■ TASK TO CARRY OUT:
Find the line containing "Tag one spot per instance of the branch" in the material below; copy that line and all following lines exactly.

*** MATERIAL PROVIDED ***

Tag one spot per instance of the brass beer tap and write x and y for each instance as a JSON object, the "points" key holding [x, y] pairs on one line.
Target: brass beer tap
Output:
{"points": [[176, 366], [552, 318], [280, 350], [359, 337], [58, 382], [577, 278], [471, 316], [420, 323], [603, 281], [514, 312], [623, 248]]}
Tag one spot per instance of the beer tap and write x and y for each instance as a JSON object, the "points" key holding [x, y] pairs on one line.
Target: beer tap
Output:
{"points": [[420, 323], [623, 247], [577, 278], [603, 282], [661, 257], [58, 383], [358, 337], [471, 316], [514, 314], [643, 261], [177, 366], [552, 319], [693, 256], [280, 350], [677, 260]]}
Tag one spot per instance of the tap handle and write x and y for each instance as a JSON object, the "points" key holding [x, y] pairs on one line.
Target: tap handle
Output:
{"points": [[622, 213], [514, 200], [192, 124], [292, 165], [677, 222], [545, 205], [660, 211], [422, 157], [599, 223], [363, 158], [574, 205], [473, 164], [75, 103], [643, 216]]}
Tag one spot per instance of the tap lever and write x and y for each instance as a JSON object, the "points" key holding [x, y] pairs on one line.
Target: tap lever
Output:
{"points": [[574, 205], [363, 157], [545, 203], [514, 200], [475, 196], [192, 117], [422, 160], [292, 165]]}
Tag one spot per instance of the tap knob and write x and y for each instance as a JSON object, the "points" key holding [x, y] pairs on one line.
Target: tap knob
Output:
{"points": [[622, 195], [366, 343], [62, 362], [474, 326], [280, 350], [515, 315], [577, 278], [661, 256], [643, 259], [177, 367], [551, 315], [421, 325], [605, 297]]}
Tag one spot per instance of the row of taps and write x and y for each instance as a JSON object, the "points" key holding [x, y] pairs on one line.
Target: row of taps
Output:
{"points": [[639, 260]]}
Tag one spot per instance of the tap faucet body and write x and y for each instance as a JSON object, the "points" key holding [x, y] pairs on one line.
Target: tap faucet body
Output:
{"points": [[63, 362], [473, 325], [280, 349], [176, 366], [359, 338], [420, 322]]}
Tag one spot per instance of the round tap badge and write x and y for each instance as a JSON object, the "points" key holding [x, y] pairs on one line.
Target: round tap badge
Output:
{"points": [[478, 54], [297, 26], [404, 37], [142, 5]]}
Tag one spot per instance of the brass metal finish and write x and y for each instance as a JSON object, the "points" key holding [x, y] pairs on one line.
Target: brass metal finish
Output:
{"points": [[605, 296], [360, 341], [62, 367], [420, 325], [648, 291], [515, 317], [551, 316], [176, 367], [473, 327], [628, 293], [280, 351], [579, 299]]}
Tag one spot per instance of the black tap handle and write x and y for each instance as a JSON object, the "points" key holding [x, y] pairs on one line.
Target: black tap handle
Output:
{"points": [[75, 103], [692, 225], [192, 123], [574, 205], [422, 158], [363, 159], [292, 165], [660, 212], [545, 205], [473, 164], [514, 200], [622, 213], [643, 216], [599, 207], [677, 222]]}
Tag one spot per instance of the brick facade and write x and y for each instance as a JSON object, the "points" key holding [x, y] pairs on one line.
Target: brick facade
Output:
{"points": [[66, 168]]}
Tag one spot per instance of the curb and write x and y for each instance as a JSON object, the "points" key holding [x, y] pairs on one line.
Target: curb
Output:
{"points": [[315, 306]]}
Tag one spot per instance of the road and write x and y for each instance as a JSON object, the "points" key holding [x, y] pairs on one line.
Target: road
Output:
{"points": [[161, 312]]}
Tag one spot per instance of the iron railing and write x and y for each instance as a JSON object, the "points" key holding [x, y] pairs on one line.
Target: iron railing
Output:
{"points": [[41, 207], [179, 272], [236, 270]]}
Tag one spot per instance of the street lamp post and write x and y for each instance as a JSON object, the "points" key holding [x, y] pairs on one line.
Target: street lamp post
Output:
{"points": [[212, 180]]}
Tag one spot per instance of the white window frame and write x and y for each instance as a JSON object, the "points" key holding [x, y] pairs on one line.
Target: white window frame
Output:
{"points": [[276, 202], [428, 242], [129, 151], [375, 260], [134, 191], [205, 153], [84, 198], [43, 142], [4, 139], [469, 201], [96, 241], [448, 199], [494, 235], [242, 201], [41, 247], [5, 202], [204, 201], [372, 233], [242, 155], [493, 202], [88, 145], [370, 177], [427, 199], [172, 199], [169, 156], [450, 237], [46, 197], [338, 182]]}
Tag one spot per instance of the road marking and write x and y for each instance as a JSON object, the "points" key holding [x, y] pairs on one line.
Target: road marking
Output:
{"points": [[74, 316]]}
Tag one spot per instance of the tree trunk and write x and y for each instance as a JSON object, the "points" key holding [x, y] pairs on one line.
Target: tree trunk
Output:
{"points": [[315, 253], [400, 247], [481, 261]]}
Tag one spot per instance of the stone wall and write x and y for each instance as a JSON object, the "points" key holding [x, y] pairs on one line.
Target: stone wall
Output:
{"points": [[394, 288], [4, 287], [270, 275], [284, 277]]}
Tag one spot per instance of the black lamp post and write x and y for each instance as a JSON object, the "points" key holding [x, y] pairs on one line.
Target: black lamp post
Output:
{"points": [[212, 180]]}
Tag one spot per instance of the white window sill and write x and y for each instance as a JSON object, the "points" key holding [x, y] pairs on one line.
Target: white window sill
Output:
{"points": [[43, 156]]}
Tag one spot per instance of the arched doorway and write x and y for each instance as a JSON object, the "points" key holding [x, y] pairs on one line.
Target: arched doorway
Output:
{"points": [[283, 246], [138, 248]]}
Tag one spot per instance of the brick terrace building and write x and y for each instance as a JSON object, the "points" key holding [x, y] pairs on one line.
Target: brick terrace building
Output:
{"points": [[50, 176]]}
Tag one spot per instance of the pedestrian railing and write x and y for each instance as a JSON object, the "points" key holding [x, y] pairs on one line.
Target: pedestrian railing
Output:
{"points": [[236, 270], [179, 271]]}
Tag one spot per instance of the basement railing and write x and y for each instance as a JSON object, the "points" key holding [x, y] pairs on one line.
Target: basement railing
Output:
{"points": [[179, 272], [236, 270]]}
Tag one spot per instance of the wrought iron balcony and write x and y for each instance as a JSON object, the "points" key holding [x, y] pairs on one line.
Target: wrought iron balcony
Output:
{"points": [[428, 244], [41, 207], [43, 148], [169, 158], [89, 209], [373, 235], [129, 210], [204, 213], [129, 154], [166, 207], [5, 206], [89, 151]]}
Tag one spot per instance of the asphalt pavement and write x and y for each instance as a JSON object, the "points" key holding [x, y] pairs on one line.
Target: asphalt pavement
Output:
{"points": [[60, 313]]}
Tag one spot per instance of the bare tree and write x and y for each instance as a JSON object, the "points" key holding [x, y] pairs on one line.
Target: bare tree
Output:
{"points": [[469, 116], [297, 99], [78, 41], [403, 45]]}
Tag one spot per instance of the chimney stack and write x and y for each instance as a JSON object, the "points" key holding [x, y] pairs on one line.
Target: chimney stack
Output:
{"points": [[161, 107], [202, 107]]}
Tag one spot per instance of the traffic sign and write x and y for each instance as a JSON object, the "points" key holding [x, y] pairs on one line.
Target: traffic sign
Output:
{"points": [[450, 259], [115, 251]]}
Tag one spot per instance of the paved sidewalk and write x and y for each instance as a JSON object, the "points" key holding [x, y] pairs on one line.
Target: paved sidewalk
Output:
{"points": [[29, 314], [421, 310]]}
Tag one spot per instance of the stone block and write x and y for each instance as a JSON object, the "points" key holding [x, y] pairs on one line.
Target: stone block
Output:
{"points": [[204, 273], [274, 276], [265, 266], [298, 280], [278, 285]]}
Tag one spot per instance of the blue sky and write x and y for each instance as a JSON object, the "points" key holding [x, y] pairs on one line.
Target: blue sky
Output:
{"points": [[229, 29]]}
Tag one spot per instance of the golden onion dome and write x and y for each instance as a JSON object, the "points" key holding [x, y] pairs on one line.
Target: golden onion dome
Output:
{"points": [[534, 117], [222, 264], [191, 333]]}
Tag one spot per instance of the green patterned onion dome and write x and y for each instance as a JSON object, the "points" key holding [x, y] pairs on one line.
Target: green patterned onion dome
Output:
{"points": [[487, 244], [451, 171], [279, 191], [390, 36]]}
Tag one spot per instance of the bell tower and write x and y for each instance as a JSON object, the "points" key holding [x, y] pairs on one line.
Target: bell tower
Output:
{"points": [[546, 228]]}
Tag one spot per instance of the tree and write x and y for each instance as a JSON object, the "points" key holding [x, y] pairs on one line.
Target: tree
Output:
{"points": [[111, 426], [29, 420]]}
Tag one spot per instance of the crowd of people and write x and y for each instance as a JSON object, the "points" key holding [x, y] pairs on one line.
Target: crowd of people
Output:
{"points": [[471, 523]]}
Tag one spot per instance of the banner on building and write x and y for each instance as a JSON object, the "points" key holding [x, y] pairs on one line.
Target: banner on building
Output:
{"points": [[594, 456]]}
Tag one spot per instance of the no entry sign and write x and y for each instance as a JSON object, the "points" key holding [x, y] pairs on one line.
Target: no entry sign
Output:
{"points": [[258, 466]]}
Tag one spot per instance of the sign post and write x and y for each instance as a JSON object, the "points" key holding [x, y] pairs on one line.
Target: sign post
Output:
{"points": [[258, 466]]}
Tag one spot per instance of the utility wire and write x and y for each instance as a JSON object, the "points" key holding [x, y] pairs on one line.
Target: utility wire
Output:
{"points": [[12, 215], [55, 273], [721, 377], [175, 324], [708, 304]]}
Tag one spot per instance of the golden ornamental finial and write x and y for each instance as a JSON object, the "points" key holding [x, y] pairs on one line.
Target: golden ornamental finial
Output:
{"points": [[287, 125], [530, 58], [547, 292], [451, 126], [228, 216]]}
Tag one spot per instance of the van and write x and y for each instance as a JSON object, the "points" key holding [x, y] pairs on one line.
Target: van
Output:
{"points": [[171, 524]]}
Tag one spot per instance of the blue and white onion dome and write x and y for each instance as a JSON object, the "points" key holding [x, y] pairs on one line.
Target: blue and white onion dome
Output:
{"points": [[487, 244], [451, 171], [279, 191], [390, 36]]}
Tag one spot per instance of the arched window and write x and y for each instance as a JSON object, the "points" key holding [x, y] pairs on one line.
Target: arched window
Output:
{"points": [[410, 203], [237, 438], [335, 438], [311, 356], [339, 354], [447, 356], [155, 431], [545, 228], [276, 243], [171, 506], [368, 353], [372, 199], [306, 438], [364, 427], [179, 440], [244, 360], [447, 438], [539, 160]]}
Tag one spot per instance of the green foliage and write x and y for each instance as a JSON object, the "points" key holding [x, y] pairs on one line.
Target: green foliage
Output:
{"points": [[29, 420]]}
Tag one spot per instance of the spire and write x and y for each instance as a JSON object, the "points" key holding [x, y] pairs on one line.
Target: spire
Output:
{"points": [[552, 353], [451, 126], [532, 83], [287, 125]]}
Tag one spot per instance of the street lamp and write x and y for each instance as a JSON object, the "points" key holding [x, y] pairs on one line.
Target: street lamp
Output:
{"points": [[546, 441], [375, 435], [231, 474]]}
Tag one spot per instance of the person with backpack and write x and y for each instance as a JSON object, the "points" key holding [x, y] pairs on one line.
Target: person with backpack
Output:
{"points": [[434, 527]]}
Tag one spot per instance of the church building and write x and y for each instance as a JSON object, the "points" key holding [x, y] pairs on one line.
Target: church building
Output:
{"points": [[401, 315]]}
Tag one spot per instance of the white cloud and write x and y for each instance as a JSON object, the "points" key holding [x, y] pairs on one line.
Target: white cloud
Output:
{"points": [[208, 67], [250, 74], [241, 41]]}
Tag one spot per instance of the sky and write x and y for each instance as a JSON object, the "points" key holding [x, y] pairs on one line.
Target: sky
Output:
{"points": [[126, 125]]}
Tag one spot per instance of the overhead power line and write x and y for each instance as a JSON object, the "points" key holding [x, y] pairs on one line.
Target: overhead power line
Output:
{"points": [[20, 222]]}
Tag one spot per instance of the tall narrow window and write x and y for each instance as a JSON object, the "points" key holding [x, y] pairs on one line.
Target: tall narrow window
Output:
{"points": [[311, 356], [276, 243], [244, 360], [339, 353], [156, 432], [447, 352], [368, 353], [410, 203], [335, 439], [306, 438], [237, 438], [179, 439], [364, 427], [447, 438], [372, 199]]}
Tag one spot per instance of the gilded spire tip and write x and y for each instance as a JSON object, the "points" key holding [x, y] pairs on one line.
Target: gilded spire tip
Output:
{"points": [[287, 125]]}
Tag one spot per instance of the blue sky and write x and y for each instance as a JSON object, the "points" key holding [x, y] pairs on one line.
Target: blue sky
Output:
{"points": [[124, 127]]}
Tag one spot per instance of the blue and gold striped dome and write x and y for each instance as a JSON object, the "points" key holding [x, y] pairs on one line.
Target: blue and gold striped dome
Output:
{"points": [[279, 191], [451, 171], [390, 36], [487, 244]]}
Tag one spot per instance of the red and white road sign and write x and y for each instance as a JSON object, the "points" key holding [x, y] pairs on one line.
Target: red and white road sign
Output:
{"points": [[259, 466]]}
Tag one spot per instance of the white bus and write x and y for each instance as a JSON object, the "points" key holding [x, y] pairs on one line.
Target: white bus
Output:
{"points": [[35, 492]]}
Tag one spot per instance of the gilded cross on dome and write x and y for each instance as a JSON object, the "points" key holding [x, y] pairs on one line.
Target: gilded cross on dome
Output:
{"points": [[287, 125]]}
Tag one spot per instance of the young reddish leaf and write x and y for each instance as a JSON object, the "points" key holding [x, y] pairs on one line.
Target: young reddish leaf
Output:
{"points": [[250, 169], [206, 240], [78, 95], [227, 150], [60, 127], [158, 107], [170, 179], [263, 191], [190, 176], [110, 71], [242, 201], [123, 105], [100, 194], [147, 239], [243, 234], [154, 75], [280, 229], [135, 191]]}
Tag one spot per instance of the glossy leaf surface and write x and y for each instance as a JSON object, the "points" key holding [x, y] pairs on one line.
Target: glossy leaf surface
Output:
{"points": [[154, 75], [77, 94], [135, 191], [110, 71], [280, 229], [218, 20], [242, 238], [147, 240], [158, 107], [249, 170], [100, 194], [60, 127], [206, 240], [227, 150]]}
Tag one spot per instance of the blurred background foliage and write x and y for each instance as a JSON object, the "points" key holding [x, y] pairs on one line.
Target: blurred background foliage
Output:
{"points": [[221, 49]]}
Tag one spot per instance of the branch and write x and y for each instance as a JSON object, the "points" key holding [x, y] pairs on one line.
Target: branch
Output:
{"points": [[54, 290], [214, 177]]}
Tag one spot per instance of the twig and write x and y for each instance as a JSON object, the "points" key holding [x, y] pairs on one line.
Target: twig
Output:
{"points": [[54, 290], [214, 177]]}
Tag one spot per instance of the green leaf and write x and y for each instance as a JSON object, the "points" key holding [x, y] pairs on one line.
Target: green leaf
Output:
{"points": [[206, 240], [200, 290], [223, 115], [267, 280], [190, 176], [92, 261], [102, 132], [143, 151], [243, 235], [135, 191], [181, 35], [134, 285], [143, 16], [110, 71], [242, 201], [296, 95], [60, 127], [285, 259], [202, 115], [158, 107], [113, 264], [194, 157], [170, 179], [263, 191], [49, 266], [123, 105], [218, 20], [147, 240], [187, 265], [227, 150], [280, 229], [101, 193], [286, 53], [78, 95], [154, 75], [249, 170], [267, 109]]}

***

■ SOLUTION TO THIS EXERCISE:
Tag one spot per instance of the branch and write x and y for each instance as a JSON object, the "points" key holding [x, y] pairs on one line.
Target: branch
Output:
{"points": [[54, 290], [214, 177]]}
Tag one spot per instance of the twig and write x and y for each instance as a JSON object, the "points" key holding [x, y] pairs on one line.
Target: twig
Output:
{"points": [[54, 290], [214, 177]]}
Tag one spot per instance of the green leaf and write x and y for each instance as a JSON object, the "points" key holding [x, y] pairs on one line.
Target: green leaf
Output:
{"points": [[206, 240], [200, 290], [223, 115], [267, 280], [190, 176], [92, 261], [102, 132], [143, 151], [243, 235], [135, 191], [181, 35], [134, 285], [143, 16], [110, 71], [242, 201], [296, 95], [60, 127], [285, 259], [202, 115], [158, 107], [113, 264], [194, 157], [170, 179], [263, 191], [49, 266], [123, 105], [218, 20], [147, 240], [187, 265], [227, 150], [280, 229], [101, 193], [286, 53], [78, 95], [154, 75], [249, 170], [267, 109]]}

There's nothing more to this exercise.